:: EXTRACTED INFORMATION ::

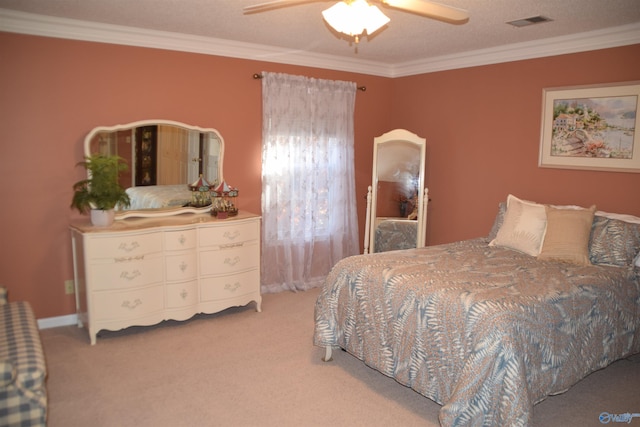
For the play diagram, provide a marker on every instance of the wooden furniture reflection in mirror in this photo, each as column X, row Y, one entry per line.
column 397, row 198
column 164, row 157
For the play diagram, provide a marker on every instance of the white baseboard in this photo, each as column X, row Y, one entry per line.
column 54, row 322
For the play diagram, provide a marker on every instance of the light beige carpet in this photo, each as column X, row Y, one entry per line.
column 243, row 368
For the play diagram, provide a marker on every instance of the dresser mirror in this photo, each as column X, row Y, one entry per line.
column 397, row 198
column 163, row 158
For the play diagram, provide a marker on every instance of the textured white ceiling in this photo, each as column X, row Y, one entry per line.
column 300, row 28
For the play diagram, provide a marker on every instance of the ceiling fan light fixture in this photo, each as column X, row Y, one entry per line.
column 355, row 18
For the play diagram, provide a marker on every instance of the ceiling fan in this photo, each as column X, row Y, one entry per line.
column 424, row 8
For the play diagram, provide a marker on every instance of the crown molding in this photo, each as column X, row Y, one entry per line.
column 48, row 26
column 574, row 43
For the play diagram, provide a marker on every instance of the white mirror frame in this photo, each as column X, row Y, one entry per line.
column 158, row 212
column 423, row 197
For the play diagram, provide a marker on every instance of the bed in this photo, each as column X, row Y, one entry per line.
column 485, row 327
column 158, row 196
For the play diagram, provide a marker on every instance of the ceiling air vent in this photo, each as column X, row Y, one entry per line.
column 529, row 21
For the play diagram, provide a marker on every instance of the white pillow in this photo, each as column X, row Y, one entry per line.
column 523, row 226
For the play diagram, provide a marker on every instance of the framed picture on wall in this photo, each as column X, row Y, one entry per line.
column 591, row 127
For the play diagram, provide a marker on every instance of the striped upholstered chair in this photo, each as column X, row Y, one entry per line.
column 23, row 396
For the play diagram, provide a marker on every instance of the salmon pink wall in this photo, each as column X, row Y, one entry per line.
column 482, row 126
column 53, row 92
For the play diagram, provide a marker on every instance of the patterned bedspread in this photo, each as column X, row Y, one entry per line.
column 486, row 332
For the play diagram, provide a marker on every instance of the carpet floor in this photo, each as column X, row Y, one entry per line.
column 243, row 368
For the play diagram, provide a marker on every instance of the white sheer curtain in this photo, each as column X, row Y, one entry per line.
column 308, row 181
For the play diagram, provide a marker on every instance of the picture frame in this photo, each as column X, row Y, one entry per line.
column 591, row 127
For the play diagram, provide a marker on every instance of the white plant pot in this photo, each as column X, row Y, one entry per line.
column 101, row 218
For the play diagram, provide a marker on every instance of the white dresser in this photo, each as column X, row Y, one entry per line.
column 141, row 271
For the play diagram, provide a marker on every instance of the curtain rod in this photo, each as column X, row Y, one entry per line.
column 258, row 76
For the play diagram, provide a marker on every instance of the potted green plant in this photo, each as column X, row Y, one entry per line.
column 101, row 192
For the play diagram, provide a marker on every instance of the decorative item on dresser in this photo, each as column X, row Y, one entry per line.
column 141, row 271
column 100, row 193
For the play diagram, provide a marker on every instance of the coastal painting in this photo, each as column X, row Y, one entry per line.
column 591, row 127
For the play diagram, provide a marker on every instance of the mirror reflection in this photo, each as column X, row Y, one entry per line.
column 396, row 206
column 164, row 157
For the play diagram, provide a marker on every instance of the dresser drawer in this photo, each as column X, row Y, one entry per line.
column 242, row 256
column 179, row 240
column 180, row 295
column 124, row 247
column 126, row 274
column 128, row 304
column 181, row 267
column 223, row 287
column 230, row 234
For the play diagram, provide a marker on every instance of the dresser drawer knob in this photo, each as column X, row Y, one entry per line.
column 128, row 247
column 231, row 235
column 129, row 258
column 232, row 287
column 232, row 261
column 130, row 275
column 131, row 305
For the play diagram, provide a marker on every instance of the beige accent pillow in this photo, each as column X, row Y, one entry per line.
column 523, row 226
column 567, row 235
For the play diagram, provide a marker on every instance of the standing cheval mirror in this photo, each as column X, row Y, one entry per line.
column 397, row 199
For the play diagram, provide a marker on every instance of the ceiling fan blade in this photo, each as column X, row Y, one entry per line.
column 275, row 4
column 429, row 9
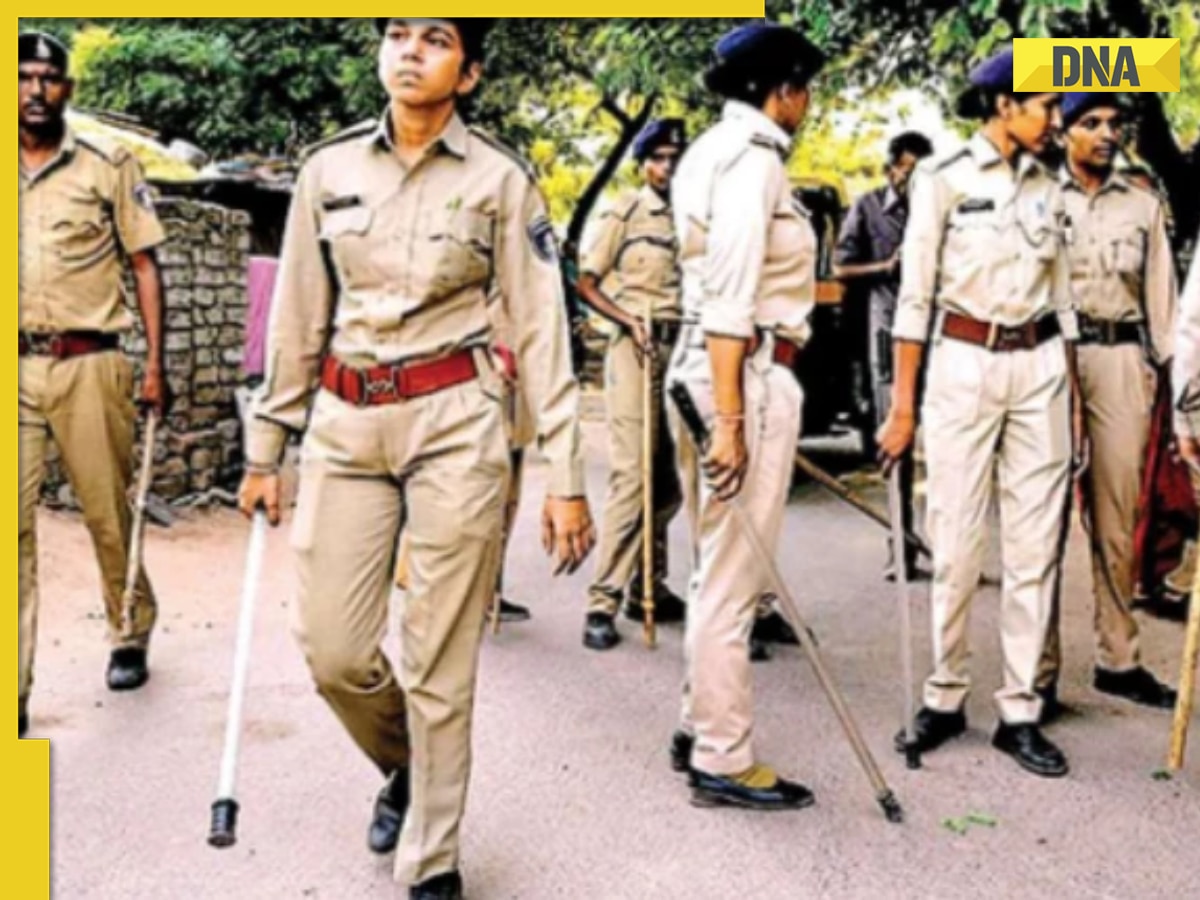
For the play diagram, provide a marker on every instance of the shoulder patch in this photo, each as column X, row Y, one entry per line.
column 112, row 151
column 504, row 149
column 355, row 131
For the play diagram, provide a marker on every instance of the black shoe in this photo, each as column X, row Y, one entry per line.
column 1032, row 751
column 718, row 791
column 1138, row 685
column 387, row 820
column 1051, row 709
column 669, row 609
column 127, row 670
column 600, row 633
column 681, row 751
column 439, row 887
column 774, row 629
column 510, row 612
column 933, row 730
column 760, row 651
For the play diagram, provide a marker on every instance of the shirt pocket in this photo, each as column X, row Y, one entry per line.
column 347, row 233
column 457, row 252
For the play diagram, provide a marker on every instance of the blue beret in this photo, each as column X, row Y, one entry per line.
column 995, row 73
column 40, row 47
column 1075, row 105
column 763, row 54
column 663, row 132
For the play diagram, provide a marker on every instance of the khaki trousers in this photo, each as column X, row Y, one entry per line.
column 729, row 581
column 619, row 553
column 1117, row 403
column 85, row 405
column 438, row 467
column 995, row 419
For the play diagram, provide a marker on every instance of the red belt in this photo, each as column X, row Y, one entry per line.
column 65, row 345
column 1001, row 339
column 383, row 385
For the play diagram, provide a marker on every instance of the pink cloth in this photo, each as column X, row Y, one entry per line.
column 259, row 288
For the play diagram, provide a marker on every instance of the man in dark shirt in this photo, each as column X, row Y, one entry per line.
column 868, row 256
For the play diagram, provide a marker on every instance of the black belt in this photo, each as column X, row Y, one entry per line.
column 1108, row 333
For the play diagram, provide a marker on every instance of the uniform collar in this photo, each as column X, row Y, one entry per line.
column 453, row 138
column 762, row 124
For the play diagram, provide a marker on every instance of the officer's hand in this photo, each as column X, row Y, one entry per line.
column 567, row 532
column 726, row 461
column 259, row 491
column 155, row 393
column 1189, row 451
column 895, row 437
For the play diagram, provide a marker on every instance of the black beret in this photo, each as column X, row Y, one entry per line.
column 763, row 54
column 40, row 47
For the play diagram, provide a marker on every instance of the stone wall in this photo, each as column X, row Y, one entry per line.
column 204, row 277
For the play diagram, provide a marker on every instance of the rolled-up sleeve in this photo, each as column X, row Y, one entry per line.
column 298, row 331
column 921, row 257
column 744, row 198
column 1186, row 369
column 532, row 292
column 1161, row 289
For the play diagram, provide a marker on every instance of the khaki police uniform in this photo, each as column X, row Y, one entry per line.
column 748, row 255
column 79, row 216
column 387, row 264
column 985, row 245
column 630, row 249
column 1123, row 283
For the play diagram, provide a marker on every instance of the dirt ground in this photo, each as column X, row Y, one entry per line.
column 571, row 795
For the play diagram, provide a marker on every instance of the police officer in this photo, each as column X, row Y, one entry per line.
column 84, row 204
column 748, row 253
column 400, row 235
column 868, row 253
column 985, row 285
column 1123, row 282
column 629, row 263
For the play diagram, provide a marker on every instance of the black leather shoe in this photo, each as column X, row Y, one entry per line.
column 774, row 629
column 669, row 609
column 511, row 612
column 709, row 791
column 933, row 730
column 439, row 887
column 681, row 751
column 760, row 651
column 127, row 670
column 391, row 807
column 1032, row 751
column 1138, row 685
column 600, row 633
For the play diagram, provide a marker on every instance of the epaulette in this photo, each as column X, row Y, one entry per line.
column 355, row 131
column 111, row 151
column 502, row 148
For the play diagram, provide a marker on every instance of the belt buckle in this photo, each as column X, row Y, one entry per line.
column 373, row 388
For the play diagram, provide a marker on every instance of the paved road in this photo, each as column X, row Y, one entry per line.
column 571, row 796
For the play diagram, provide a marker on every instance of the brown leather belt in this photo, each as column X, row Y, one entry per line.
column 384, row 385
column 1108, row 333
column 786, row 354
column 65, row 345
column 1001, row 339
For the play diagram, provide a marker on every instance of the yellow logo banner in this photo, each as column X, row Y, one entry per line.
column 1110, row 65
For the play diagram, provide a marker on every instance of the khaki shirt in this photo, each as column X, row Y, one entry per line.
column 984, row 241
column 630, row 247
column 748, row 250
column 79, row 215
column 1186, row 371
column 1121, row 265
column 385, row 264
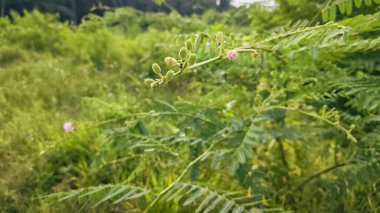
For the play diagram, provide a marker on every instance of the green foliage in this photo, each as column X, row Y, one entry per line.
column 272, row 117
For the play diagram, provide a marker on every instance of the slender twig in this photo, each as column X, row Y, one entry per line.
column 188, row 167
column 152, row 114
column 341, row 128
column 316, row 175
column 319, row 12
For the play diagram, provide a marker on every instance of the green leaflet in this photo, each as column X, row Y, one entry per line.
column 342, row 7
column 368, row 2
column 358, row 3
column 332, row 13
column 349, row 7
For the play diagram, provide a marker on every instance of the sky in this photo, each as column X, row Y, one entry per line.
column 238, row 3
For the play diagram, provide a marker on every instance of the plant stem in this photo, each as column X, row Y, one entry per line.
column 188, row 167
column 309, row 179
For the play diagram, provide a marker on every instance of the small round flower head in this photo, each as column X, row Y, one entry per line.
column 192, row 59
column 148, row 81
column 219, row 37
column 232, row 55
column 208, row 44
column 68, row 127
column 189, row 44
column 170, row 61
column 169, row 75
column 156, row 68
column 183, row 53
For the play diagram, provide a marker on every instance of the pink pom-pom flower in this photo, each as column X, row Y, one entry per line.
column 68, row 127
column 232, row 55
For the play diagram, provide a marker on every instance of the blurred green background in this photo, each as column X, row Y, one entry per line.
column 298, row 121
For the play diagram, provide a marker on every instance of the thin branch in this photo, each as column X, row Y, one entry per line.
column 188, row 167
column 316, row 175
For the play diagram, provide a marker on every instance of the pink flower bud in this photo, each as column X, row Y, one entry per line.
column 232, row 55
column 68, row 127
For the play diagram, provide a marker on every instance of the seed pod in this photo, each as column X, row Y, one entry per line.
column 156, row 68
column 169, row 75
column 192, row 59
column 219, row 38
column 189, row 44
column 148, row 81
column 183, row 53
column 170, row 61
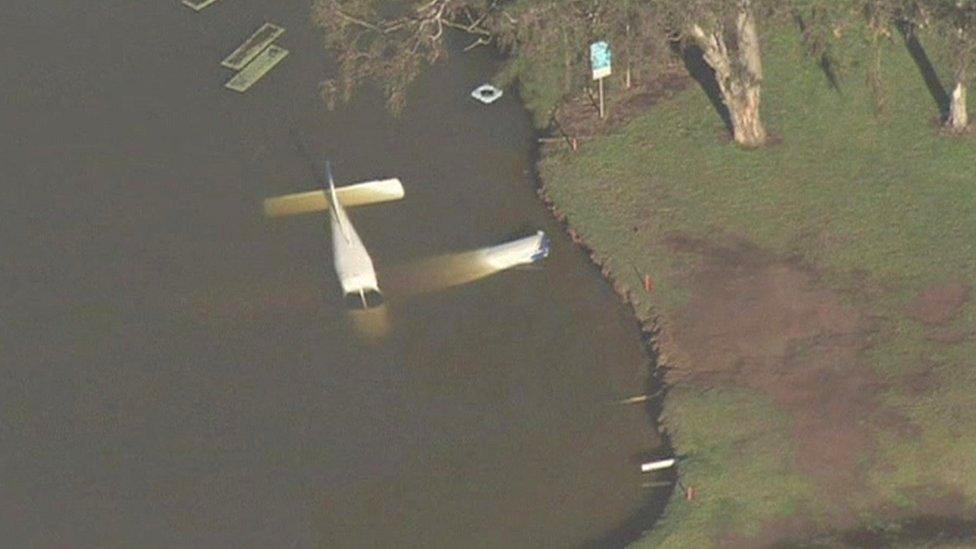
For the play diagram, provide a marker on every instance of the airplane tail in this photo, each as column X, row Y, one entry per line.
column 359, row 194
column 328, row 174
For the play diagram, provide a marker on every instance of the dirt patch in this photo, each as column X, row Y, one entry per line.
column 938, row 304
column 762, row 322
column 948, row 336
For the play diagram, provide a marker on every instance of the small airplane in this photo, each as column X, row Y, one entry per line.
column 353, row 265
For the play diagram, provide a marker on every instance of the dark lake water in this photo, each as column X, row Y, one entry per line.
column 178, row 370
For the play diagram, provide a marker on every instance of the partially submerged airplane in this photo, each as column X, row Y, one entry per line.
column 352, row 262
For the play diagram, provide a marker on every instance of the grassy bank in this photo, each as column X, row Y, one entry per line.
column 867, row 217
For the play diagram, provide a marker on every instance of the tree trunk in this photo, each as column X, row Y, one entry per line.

:::

*SET PROBLEM:* Reproduce the rows, starting at the line that contains "of the airplane" and stopping after the line that contains "column 328, row 174". Rename "airplane tail" to "aircraft tail" and leave everything else unchanged.

*CORRECT ANSWER:*
For the play diagram, provide a marker on every instance of the aircraft tail in this photo, each as column X, row Y, one entry per line.
column 359, row 194
column 328, row 174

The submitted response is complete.